-- Task statement --
Print each line below verbatim, skipping every picture.
--- Dataset ---
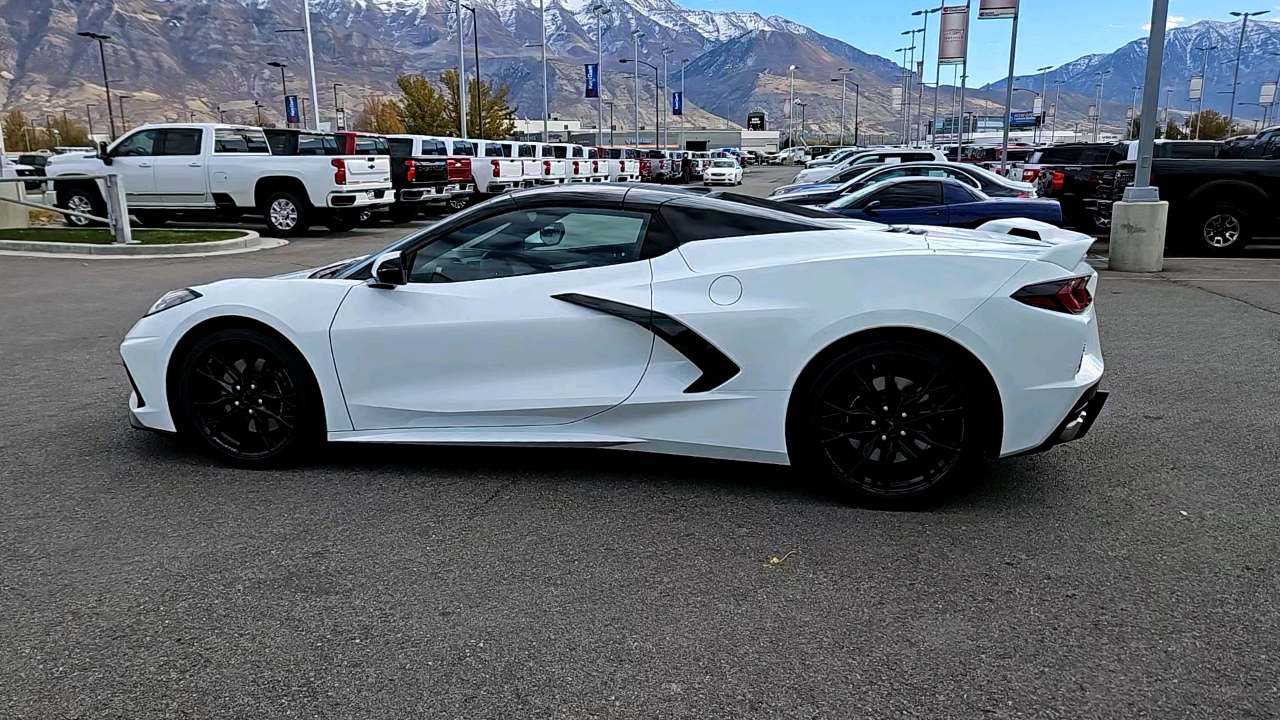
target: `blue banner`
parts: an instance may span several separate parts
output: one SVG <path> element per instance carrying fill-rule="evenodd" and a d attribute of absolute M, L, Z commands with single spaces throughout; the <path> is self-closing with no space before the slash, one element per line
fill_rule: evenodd
<path fill-rule="evenodd" d="M 587 63 L 582 66 L 583 72 L 586 74 L 587 93 L 584 97 L 600 97 L 600 66 L 595 63 Z"/>
<path fill-rule="evenodd" d="M 284 118 L 285 122 L 298 123 L 302 122 L 302 114 L 298 112 L 298 96 L 284 96 Z"/>
<path fill-rule="evenodd" d="M 684 93 L 682 92 L 671 93 L 671 114 L 672 115 L 684 114 Z"/>
<path fill-rule="evenodd" d="M 1036 126 L 1036 116 L 1030 110 L 1014 110 L 1009 113 L 1010 128 L 1031 128 Z"/>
---
-- Written answer --
target: `blue banner`
parts: an instance may span several separate parts
output: one SVG <path> element per instance carrying fill-rule="evenodd" and a d attribute of absolute M, L, Z commands with single spaces throughout; the <path> is self-closing with no space before the slash, one element per line
fill_rule: evenodd
<path fill-rule="evenodd" d="M 587 63 L 582 66 L 583 72 L 586 74 L 587 93 L 584 97 L 600 97 L 600 66 L 595 63 Z"/>
<path fill-rule="evenodd" d="M 284 118 L 285 122 L 298 123 L 302 122 L 302 114 L 298 112 L 298 96 L 284 96 Z"/>
<path fill-rule="evenodd" d="M 684 93 L 682 92 L 671 93 L 671 114 L 672 115 L 684 114 Z"/>
<path fill-rule="evenodd" d="M 1036 126 L 1036 116 L 1030 110 L 1014 110 L 1009 113 L 1010 128 L 1031 128 Z"/>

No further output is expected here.